— Directions for this task —
Only those lines running from the line that contains "Locate the car wheel" through the end of the material are to be written out, each exactly as shown.
########
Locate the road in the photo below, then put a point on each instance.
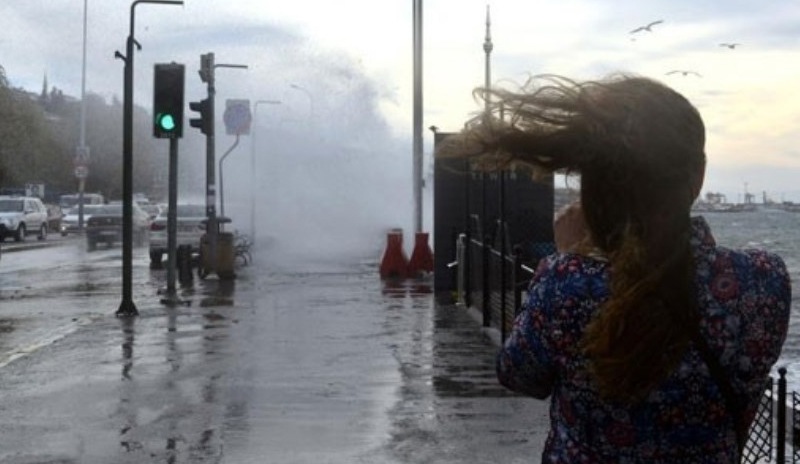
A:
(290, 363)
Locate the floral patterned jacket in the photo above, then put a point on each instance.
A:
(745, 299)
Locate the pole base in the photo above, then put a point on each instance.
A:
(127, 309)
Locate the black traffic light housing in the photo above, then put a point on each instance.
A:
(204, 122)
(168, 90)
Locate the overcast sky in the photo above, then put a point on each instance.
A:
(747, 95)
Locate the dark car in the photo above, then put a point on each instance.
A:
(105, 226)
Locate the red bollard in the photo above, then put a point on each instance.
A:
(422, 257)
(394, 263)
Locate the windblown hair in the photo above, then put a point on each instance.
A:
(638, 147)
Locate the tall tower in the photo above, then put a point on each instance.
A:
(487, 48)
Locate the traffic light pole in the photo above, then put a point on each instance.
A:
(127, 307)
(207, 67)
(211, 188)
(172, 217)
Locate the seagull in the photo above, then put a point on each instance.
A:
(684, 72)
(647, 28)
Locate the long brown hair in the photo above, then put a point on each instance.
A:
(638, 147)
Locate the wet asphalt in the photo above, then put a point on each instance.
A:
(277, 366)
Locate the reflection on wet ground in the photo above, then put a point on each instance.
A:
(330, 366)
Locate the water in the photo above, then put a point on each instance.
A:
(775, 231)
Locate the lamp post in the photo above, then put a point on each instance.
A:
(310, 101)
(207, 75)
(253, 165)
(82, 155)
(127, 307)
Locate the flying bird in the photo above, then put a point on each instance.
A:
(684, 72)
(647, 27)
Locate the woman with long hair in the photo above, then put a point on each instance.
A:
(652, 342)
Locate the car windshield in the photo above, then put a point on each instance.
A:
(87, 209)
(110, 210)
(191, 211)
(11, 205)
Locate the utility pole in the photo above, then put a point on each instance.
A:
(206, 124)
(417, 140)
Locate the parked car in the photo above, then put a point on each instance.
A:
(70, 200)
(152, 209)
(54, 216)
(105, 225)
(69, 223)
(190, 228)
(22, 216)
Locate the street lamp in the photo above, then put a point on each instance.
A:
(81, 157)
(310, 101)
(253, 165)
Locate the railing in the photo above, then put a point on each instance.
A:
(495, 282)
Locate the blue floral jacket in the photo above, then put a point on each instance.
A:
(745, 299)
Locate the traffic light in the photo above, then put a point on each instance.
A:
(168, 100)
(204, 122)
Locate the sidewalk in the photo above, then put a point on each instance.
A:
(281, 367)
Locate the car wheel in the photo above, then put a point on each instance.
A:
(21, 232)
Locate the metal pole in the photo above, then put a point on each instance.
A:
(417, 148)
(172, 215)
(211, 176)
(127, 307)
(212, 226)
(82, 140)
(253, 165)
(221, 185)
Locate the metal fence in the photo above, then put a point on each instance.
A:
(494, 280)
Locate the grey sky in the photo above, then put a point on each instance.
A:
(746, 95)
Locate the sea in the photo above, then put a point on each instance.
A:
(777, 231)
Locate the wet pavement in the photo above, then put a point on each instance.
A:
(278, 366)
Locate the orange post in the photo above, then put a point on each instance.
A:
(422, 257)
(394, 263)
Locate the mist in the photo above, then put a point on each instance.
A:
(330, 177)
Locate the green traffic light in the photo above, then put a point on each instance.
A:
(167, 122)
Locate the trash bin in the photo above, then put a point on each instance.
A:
########
— Finished exercise —
Locate the car wheel in the photo above, then put a point on each instance.
A:
(21, 232)
Locate the metal pole in the photo above, then put a point on each instance.
A:
(417, 148)
(172, 215)
(211, 176)
(127, 307)
(212, 226)
(82, 140)
(253, 165)
(221, 185)
Locate the metal fence in the photo above, then put a point on each instance.
A:
(494, 280)
Locate the grey sky in the photo above, then put a point on each instance.
A:
(746, 95)
Locate the sea in the photo above, then put a point on each instance.
A:
(777, 231)
Locate the wet pavement in the photo above, then put a point on each instance.
A:
(278, 366)
Locate the orange post in the photo above, then put a point on each instance.
A:
(422, 257)
(394, 263)
Locate the mist in the photo above, then put a point on each instance.
A:
(330, 177)
Locate the green traffic light in the photo above, then put a point on each instance.
A:
(167, 122)
Locate the trash bin in the photo above, then put a point on each instance.
A:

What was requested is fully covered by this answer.